Text block |
We have all heard the horror stories that happen when people get behind the wheel intoxicated. There are groups and organizations specifically dedicated to stopping drunk driving, such as mothers against drunk driving (MADD) and students against drunk driving (SADD).
Driving while impaired is not a subject that should be taken lightly by any means, but have you heard of a lesser known driving condition that can negatively affect a person’s ability to drive safely? It is known as “Drowsy Driving” and can be just as deadly as drunk driving.
What is Drowsy Driving?
Drowsy driving is defined as driving sleepy or fatigued. Chronic lack of sleep clogs the mind and slows reaction time. Despite the very real dangers associated while driving when sleepy, it is very common in today’s society especially with teens and young adults, truck drivers, and shift workers.
The National Sleep Foundation estimates that roughly 168 million people have driven drowsy in the last year. That is 168 million potential accidents. That’s 168 million potential deaths. It is a scary statistic to consider because anyone behind the wheel could be unintentionally driving drowsy.
How impaired are drowsy drivers?
Tired drivers may not be aware of the correlation between how lack of sleep and intoxication can be comparable safety hazards on the road. Below is a list of some facts on how dangerous drinking and driving is to sleep deprived driving:
Similar impairment to drunk driving or distracted driving
Blood alcohol levels between .05-.08 = 18 hours of wakefulness.
In several clinical and field studies conducted by major news outlets in conjunction with scientists, drivers actually performed worse in a sleep deprived state than they did while under the influence of alcohol.
Even accidents that are not explicitly reported as sleep-related can be influenced by drowsiness. Wrecks caused by drowsy drivers are often severe or deadly because the driver makes little attempt to avert the accident.
Investigators have often noticed the absence of skid marks or other signs of braking to avoid the accident, which suggests evidence of microsleep.
Microsleeps and Driving
A microsleep is defined as “the process of entering incredibly short periods of very light sleep which typically occur whilst undergoing monotonous tasks which have been completed habitually before, hence requiring the least amount of attention”.
These brief, unintended episodes are normally accompanied by blank stares, head bobbing, and prolonged eye closure. It is unclear what happens to the brain during these microsleeps but it appears certain parts of the brain effectively fall asleep while the rest of the brain in awake. The common description of someone being in a "daze" is a way of describing someone who is this stage.

Information shown |

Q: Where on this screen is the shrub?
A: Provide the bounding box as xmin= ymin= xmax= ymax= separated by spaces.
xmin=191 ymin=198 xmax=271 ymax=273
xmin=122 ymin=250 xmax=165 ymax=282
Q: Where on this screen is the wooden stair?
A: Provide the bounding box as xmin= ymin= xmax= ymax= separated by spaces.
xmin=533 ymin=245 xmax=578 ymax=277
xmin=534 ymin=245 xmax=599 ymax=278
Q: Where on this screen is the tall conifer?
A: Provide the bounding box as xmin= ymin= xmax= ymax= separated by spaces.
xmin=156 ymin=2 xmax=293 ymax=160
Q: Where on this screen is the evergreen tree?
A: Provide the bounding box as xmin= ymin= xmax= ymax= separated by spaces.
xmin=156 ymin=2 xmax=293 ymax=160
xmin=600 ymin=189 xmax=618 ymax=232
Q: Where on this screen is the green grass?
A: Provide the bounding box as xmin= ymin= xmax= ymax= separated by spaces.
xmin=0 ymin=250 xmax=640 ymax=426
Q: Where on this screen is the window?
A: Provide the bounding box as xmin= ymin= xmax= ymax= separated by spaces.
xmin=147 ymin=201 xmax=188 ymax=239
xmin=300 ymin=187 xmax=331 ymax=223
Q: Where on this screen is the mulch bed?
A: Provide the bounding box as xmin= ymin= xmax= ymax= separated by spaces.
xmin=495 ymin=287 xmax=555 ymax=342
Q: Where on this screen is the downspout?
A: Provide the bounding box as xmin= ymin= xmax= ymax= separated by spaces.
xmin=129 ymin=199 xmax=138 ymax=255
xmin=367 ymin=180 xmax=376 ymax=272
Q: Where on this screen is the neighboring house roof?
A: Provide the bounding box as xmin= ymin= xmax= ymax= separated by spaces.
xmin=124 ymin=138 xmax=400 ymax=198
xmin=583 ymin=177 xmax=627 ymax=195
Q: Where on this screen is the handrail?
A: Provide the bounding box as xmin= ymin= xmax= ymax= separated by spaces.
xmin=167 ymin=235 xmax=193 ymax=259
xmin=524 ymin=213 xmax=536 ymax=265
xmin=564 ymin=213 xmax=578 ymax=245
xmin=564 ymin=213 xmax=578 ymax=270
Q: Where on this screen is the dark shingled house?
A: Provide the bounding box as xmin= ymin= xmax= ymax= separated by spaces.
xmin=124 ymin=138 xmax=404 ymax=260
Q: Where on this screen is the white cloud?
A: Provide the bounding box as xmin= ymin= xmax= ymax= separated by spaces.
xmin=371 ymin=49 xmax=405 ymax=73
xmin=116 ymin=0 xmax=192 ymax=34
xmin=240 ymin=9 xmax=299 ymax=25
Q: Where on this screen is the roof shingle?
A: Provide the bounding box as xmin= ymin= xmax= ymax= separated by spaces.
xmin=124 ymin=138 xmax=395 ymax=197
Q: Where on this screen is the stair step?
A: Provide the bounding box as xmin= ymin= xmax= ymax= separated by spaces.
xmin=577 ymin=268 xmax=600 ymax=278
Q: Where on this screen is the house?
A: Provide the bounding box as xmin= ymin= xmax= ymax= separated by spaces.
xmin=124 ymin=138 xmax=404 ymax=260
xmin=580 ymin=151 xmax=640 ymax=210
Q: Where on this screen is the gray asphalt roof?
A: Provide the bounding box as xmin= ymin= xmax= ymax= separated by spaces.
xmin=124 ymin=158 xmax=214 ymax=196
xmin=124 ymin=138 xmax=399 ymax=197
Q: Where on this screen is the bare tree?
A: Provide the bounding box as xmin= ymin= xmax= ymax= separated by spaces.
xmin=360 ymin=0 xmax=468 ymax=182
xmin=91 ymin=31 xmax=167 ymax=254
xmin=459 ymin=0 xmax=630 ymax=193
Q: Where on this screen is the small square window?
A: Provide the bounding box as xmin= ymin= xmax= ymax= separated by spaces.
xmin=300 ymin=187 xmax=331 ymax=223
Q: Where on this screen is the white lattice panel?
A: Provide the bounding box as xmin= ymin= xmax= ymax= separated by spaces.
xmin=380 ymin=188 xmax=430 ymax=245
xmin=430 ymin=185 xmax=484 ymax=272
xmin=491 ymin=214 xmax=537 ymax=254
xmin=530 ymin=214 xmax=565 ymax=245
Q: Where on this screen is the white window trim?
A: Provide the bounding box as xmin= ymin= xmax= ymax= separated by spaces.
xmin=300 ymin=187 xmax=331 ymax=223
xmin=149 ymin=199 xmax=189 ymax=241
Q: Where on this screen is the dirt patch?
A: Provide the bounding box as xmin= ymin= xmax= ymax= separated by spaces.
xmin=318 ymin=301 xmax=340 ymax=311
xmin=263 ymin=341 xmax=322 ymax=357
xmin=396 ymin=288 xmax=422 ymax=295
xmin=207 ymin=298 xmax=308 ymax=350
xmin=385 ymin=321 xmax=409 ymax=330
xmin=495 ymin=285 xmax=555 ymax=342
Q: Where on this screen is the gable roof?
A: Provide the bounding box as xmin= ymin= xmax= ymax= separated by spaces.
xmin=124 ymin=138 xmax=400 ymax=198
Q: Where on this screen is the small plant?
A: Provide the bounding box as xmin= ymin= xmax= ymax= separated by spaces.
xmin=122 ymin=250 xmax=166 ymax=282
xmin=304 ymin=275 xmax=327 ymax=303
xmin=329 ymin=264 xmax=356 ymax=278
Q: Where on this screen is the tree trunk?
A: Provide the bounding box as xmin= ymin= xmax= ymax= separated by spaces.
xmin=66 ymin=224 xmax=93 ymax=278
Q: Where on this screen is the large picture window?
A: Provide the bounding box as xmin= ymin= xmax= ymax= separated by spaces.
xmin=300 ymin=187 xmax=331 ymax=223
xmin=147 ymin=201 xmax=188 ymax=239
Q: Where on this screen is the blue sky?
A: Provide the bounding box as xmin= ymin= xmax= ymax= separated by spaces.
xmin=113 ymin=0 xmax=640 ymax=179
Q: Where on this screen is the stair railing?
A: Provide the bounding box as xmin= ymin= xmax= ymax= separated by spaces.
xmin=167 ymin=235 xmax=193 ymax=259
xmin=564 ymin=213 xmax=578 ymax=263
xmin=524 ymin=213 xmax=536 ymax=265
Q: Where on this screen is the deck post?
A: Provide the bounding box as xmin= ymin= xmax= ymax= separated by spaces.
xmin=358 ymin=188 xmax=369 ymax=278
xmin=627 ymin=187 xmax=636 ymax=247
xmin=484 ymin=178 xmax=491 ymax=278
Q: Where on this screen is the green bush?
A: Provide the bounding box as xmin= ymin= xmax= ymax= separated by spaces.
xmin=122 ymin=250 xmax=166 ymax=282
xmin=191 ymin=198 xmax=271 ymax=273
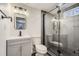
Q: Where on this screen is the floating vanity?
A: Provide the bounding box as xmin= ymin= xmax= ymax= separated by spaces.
xmin=6 ymin=37 xmax=32 ymax=56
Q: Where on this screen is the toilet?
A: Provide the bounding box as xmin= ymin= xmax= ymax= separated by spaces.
xmin=34 ymin=38 xmax=47 ymax=56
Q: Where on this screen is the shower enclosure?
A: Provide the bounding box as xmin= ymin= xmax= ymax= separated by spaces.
xmin=42 ymin=3 xmax=79 ymax=56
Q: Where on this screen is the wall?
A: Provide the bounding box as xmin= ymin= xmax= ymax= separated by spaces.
xmin=0 ymin=4 xmax=41 ymax=55
xmin=7 ymin=4 xmax=41 ymax=37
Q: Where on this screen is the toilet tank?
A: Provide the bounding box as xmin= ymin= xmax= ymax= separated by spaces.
xmin=33 ymin=37 xmax=41 ymax=45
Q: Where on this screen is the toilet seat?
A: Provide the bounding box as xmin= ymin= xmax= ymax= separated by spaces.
xmin=36 ymin=44 xmax=47 ymax=54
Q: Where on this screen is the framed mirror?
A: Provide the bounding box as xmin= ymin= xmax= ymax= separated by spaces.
xmin=15 ymin=14 xmax=26 ymax=30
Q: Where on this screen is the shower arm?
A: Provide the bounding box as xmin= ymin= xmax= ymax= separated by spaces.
xmin=0 ymin=10 xmax=12 ymax=22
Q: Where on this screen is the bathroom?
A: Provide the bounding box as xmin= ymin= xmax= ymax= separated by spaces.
xmin=0 ymin=3 xmax=79 ymax=56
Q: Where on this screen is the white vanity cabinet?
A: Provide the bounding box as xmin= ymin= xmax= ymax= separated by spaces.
xmin=6 ymin=38 xmax=32 ymax=56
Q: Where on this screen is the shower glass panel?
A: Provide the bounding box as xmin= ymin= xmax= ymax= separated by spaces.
xmin=45 ymin=4 xmax=79 ymax=56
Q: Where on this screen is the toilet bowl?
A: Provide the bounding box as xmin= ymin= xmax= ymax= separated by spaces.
xmin=36 ymin=44 xmax=47 ymax=56
xmin=34 ymin=38 xmax=47 ymax=56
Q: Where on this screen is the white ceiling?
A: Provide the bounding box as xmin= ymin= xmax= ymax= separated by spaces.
xmin=25 ymin=3 xmax=75 ymax=14
xmin=26 ymin=3 xmax=58 ymax=11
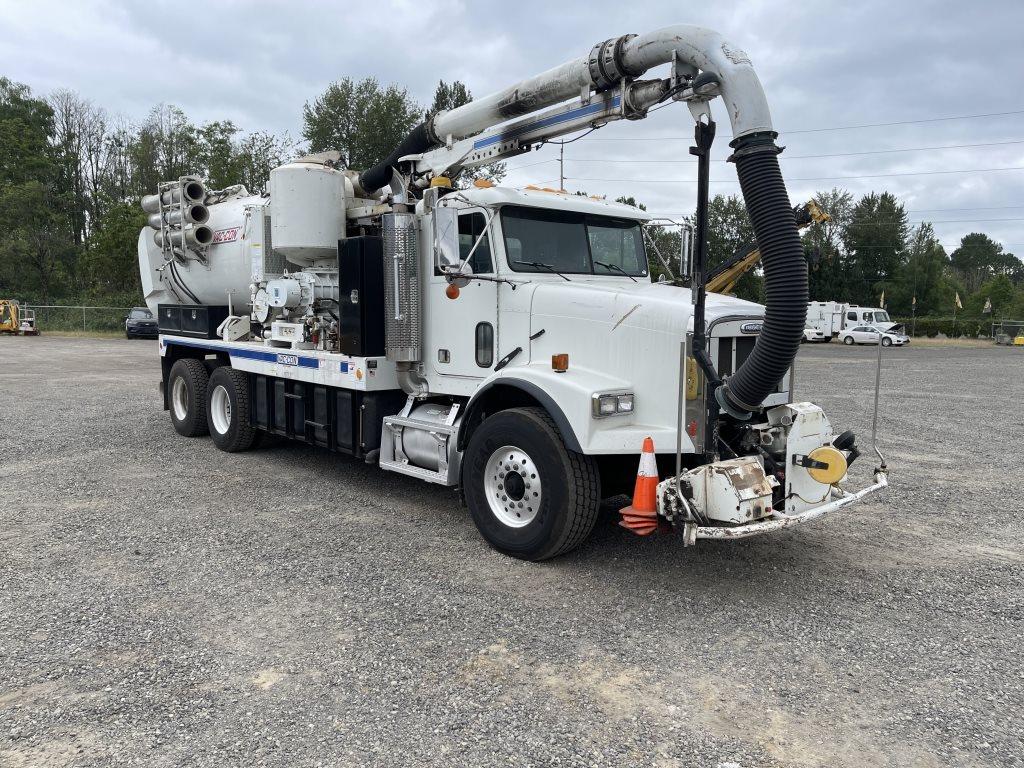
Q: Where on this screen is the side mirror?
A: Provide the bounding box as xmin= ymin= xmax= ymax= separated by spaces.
xmin=433 ymin=207 xmax=462 ymax=271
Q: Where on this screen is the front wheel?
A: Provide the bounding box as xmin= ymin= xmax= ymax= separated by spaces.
xmin=463 ymin=408 xmax=601 ymax=560
xmin=206 ymin=366 xmax=257 ymax=454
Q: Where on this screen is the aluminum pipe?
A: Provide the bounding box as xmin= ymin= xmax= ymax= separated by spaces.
xmin=147 ymin=202 xmax=210 ymax=229
xmin=142 ymin=180 xmax=206 ymax=213
xmin=430 ymin=25 xmax=772 ymax=141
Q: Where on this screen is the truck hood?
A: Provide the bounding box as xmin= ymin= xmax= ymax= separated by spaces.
xmin=531 ymin=281 xmax=765 ymax=339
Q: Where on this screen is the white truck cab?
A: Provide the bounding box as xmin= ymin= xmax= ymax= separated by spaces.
xmin=138 ymin=26 xmax=887 ymax=560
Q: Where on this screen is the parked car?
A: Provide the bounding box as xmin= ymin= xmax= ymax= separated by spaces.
xmin=125 ymin=306 xmax=159 ymax=339
xmin=838 ymin=326 xmax=910 ymax=347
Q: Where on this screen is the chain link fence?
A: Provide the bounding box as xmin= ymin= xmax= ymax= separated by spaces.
xmin=22 ymin=304 xmax=131 ymax=333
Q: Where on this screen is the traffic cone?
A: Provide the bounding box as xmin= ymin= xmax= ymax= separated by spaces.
xmin=618 ymin=437 xmax=657 ymax=536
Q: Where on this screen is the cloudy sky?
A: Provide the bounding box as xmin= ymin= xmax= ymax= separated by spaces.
xmin=0 ymin=0 xmax=1024 ymax=255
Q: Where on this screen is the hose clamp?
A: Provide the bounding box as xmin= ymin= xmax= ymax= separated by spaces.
xmin=725 ymin=144 xmax=785 ymax=163
xmin=587 ymin=35 xmax=641 ymax=91
xmin=726 ymin=131 xmax=785 ymax=163
xmin=715 ymin=381 xmax=757 ymax=421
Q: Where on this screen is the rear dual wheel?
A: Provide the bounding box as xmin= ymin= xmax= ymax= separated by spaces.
xmin=167 ymin=357 xmax=258 ymax=453
xmin=167 ymin=357 xmax=210 ymax=437
xmin=206 ymin=366 xmax=258 ymax=454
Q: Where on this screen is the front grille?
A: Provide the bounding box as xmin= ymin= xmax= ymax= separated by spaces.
xmin=383 ymin=213 xmax=423 ymax=362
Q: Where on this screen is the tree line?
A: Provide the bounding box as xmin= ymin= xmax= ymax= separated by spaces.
xmin=0 ymin=77 xmax=491 ymax=306
xmin=0 ymin=71 xmax=1024 ymax=325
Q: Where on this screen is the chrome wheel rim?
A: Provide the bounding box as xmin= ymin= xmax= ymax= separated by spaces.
xmin=210 ymin=384 xmax=231 ymax=434
xmin=483 ymin=445 xmax=544 ymax=528
xmin=171 ymin=376 xmax=188 ymax=421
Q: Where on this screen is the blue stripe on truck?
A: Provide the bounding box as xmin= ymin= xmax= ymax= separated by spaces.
xmin=164 ymin=337 xmax=319 ymax=368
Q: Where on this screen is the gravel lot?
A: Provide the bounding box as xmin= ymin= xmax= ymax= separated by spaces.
xmin=0 ymin=336 xmax=1024 ymax=768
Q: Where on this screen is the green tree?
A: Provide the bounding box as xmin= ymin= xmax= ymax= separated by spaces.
xmin=950 ymin=232 xmax=1024 ymax=293
xmin=886 ymin=222 xmax=955 ymax=315
xmin=424 ymin=80 xmax=505 ymax=183
xmin=0 ymin=77 xmax=53 ymax=185
xmin=194 ymin=120 xmax=240 ymax=189
xmin=0 ymin=78 xmax=68 ymax=302
xmin=82 ymin=201 xmax=145 ymax=296
xmin=708 ymin=195 xmax=763 ymax=301
xmin=843 ymin=193 xmax=907 ymax=305
xmin=302 ymin=78 xmax=421 ymax=171
xmin=803 ymin=188 xmax=853 ymax=301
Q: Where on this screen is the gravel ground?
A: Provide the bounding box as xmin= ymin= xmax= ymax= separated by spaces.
xmin=0 ymin=336 xmax=1024 ymax=768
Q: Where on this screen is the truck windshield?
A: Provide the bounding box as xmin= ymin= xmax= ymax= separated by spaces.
xmin=502 ymin=206 xmax=647 ymax=276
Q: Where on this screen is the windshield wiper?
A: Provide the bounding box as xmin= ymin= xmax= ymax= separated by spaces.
xmin=594 ymin=261 xmax=637 ymax=283
xmin=515 ymin=261 xmax=572 ymax=283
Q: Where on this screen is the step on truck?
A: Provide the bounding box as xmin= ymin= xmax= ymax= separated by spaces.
xmin=138 ymin=26 xmax=887 ymax=560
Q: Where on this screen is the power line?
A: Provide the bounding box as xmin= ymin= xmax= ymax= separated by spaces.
xmin=565 ymin=166 xmax=1024 ymax=184
xmin=591 ymin=110 xmax=1024 ymax=141
xmin=513 ymin=138 xmax=1024 ymax=170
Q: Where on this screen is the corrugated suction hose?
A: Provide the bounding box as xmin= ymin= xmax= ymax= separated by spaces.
xmin=715 ymin=133 xmax=807 ymax=415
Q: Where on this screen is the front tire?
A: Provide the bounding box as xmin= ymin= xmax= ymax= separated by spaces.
xmin=167 ymin=357 xmax=210 ymax=437
xmin=463 ymin=408 xmax=601 ymax=561
xmin=206 ymin=366 xmax=257 ymax=454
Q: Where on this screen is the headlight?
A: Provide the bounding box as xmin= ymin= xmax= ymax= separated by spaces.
xmin=592 ymin=392 xmax=634 ymax=419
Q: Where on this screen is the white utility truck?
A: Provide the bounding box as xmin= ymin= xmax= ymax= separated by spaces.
xmin=138 ymin=26 xmax=887 ymax=560
xmin=807 ymin=301 xmax=896 ymax=341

Description of the task | Rewrite the drowsy driving text from "Investigators have often" down to "is this stage.", replacing "blank stares" with "vacant stares".

Solution for this exercise |
Investigators have often noticed the absence of skid marks or other signs of braking to avoid the accident, which suggests evidence of microsleep.
Microsleeps and Driving
A microsleep is defined as “the process of entering incredibly short periods of very light sleep which typically occur whilst undergoing monotonous tasks which have been completed habitually before, hence requiring the least amount of attention”.
These brief, unintended episodes are normally accompanied by vacant stares, head bobbing, and prolonged eye closure. It is unclear what happens to the brain during these microsleeps but it appears certain parts of the brain effectively fall asleep while the rest of the brain in awake. The common description of someone being in a "daze" is a way of describing someone who is this stage.